== Texte source ==
****************

Article de l'historienne Isabelle Bernier, provenant du site Futura-science.com
Quand on évoque l'administration fiscale avant la
Révolution, il faut imaginer un découpage territorial du royaume correspondant
à différents régimes fiscaux.
La répartition de l’impôt sur le territoire
La taille est
un impôt direct dont le montant global, appelé brevet, est fixé chaque année
par le Conseil du roi. C'est également au sein du Conseil que se décide la
première répartition sur l'ensemble du territoire, entre les
« généralités » et les « pays d'états ».
En 1789, il existe vingt-neuf généralités : ce sont des circonscriptions financières confiées aux intendants, commissaires du roi représentant l'État dans les provinces du royaume. Les généralités sont subdivisées en « élections », entités territoriales chargées à leur tour de répartir l'impôt au niveau des paroisses fiscales. Les « généralités » représentent environ 60 % du territoire du royaume.
Les « pays d'états », quant à eux, disposent
d'assemblées provinciales (les « états ») de députés des trois ordres (Tiers-État, noblesse, clergé) qui fixent l'impôt et
gèrent sa perception, en le répartissant entre les diocèses fiscaux qui le
transmettent aux collectes des paroisses. Au XVIIIe siècle,
subsistent les « états » suivants : Bretagne, Bourgogne,
Languedoc, Provence (tous quatre, appelés grands pays d'états) puis
Flandre, Artois, Bresse, Bugey, Dauphiné, ainsi que les petits pays d'états du
Sud-Ouest (Béarn, Bigorre).
Enfin, les « pays de libre imposition » sont
directement administrés par les intendants et à l'entière disposition du
souverain en matière de fiscalité : leur point commun est d'avoir été conquis
depuis le règne de Charles IX (roi de 1560 à 1574). Les régions frontalières
concernées se situent autour des villes de Lille, Valenciennes, Metz, Nancy,
Strasbourg, Besançon, Perpignan et Bastia.

****************

== Enregistrements fournis ==
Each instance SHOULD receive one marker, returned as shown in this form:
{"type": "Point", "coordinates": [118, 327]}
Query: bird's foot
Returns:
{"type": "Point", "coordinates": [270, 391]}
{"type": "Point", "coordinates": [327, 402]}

****************

== Consignes de travail ==
a: Répondez à ces questions à partir de l'article sur la fiscalité avant la Révolution :
(i) Combien de généralités existe-t-il en 1789 ?
(ii) Quels sont les quatre grands pays d'états ?
(iii) Quel est le point commun des pays de libre imposition ?
b: Renvoyez sans aucune modification le passage de l'article sur la fiscalité avant la Révolution qui s'ouvre sur les mots contenant "En 1789, il" et se clôt sur "territoire du royaume.".
c: Dans l'article sur la fiscalité avant la Révolution, condensez sous forme de liste le paragraphe commençant par « En 1789, il existe vingt-neuf généralités », en gardant ses faits principaux.

== Réponses par tâche ==
a:
(i) Il en existe vingt-neuf.
(ii) La Bretagne, la Bourgogne, le Languedoc et la Provence.
(iii) Ils ont tous été conquis depuis le règne de Charles IX.

b:
En 1789, il existe vingt-neuf généralités : ce sont des circonscriptions financières confiées aux intendants, commissaires du roi représentant l'État dans les provinces du royaume. Les généralités sont subdivisées en « élections », entités territoriales chargées à leur tour de répartir l'impôt au niveau des paroisses fiscales. Les « généralités » représentent environ 60 % du territoire du royaume.

c:
- En 1789, il existe vingt-neuf généralités. Ce sont des circonscriptions financières confiées aux intendants, commissaires du roi qui représentent l'État dans les provinces.
- Elles sont subdivisées en « élections », qui répartissent l'impôt entre les paroisses fiscales.
- Elles couvrent environ 60 % du territoire du royaume.